◆ **Document section**:
==*==

Re: custom hash-based COUNT(DISTINCT) aggregate - unexpectedly high memory consumption

From: Tomáš Janoušek <tomi(at)nomi(dot)cz>
To: Tomas Vondra <tv(at)fuzzy(dot)cz>
Cc: pgsql-hackers <pgsql-hackers(at)postgresql(dot)org>
Subject: Re: custom hash-based COUNT(DISTINCT) aggregate - unexpectedly high memory consumption
Date: 2013-10-06 18:37:00
Message-ID: 20131006183645.GA27556@nomi.cz
Views: Raw Message | Whole Thread | Download mbox | Resend email
Thread:
Lists: pgsql-hackers

Hi,

On Sat, Oct 05, 2013 at 08:22:54PM +0200, Tomas Vondra wrote:
> I'm on 64-bit architecture and the example works with int32, which means
> the sizes should be about this:
>
> hash_element_t => 20B
> hash_bucket_t => 4B + (20B * items in the bucket [in steps of 5])
> hash_table_t => 4B + space for buckets
>
> In the example above, there's ~20k unique values in each group. The
> threshold is 20 items per bucket on average, so that's 1024 buckets, and
> the buckets are almost full.
>
> So for single group, the hash table size is about
>
> 4B + 1024 * (4B + 20 * 20B) = 413700B = ~ 400 kB
>
> There are 4000 groups, so the total estimate is ~1.6GB in total.
>
> However when executed (9.2, 9.3 and HEAD behave exactly the same), the
> query consumes almost ~5GB of RAM (excluding shared buffers).

I think the missing thing is the memory allocator bookkeeping overhead.
You're assuming that hash_element_t.value takes 8B for the pointer and 4B for
the value itself, but using malloc it takes another at least 20 bytes, and
from a quick glance at backend/utils/mmgr/aset.c it seems that palloc is
certainly not without its overhead either.

==*==

◆ **Data excerpts**:
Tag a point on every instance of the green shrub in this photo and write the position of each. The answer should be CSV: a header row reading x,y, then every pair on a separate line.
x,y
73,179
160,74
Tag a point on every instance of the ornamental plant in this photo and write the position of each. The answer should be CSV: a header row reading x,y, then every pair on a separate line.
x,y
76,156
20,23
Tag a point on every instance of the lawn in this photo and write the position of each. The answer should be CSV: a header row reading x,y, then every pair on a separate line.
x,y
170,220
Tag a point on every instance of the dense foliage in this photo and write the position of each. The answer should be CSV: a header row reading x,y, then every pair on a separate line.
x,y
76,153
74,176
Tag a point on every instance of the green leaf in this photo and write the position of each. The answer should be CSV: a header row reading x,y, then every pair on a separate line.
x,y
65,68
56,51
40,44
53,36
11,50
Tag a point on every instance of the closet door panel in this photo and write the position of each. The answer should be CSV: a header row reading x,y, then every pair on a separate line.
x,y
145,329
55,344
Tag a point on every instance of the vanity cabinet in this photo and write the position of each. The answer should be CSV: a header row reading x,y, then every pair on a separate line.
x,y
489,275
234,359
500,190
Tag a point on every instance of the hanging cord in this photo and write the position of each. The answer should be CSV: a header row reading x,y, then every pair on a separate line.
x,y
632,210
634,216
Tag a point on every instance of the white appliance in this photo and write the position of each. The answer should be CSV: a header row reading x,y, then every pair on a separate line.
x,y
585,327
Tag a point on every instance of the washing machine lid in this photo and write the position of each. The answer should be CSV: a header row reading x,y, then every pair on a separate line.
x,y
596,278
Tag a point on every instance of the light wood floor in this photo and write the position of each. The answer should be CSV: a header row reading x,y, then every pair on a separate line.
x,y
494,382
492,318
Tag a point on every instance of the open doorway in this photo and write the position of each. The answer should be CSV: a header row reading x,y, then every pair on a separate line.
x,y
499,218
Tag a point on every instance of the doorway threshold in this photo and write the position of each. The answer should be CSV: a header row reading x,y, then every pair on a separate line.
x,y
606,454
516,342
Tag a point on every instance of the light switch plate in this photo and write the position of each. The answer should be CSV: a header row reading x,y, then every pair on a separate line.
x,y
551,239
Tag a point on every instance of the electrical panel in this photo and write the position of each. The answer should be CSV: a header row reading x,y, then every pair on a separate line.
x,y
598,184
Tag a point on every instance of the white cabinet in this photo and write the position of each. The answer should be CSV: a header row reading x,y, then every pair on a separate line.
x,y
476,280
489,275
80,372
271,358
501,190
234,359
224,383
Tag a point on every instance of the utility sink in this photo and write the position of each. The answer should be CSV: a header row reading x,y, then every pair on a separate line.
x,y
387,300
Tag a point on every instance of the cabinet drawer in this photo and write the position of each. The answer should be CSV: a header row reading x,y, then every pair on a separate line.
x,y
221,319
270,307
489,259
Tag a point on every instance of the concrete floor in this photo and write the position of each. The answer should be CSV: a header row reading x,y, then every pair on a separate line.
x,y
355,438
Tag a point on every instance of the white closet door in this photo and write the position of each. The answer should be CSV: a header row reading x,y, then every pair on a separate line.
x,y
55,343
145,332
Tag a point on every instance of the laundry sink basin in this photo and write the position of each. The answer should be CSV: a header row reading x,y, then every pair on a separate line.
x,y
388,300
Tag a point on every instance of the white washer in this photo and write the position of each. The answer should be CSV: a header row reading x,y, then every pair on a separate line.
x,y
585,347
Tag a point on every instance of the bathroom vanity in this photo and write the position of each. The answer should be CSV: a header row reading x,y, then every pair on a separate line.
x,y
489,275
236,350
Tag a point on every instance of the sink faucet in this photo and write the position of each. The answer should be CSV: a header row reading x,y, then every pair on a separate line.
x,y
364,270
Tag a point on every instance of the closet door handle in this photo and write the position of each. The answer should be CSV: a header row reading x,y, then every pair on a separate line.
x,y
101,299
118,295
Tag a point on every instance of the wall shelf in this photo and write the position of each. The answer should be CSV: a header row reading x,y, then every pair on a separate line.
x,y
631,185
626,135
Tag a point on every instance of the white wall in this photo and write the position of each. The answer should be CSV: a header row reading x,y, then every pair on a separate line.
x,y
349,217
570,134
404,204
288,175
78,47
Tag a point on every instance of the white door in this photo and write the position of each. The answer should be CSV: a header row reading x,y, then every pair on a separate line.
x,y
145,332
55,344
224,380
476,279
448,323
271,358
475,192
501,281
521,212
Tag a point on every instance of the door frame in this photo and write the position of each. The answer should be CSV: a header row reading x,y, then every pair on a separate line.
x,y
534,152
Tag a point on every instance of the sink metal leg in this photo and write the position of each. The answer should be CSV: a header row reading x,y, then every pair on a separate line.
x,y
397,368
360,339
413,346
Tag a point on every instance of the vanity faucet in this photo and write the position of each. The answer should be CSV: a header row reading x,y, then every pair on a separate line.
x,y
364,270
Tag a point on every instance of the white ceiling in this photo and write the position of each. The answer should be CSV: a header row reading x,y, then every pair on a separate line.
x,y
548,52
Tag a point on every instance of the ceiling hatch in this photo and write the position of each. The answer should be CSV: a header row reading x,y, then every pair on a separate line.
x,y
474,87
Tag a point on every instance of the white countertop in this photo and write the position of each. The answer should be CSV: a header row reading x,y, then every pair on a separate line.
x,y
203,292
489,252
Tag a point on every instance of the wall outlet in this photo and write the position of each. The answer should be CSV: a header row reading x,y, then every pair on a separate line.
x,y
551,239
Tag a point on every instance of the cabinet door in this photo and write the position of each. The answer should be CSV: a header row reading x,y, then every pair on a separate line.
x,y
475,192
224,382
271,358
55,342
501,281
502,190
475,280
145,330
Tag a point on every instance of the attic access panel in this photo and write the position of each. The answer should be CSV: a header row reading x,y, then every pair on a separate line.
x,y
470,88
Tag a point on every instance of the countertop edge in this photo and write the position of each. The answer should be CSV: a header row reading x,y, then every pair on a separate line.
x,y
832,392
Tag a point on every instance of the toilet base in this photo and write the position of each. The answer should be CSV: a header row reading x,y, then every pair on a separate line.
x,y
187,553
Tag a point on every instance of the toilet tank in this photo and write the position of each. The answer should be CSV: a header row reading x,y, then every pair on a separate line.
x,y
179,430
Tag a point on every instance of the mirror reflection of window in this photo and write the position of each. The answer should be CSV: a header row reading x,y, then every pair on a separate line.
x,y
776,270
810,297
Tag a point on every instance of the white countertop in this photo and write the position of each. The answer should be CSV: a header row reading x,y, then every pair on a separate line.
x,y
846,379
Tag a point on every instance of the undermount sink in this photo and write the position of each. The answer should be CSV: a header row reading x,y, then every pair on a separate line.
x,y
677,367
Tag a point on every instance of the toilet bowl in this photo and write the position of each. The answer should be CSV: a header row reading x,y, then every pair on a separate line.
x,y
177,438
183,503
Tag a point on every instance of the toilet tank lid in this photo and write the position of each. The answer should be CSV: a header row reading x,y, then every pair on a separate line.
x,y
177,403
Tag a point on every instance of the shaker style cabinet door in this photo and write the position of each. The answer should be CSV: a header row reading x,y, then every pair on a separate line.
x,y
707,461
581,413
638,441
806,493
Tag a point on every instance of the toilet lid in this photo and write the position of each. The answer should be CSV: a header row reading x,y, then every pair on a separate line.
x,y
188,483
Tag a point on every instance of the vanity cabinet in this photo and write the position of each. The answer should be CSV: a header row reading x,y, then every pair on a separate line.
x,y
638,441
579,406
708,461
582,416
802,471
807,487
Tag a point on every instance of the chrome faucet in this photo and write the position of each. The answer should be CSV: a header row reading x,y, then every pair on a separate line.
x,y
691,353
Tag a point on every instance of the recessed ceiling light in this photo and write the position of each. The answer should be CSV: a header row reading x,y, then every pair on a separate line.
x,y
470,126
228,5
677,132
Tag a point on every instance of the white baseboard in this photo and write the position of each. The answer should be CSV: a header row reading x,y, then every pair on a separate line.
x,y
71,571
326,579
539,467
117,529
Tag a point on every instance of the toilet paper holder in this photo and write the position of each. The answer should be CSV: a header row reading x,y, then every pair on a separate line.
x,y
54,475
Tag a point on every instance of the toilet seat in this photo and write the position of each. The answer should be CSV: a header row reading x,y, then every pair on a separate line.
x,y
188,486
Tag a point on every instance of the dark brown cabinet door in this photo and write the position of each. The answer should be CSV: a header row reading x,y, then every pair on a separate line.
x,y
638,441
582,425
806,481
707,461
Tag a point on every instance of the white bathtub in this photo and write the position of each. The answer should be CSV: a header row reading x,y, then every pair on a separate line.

==*==

Answer these questions using the mailing-list reply about the COUNT(DISTINCT) aggregate.
(a) How many groups does the quoted estimate assume?
(b) How much RAM does the query actually consume when executed?
(c) According to the reply, how many additional bytes, at minimum, does malloc take for hash_element_t.value?

(a) 4000 groups.
(b) Almost 5 GB, excluding shared buffers.
(c) At least 20 bytes.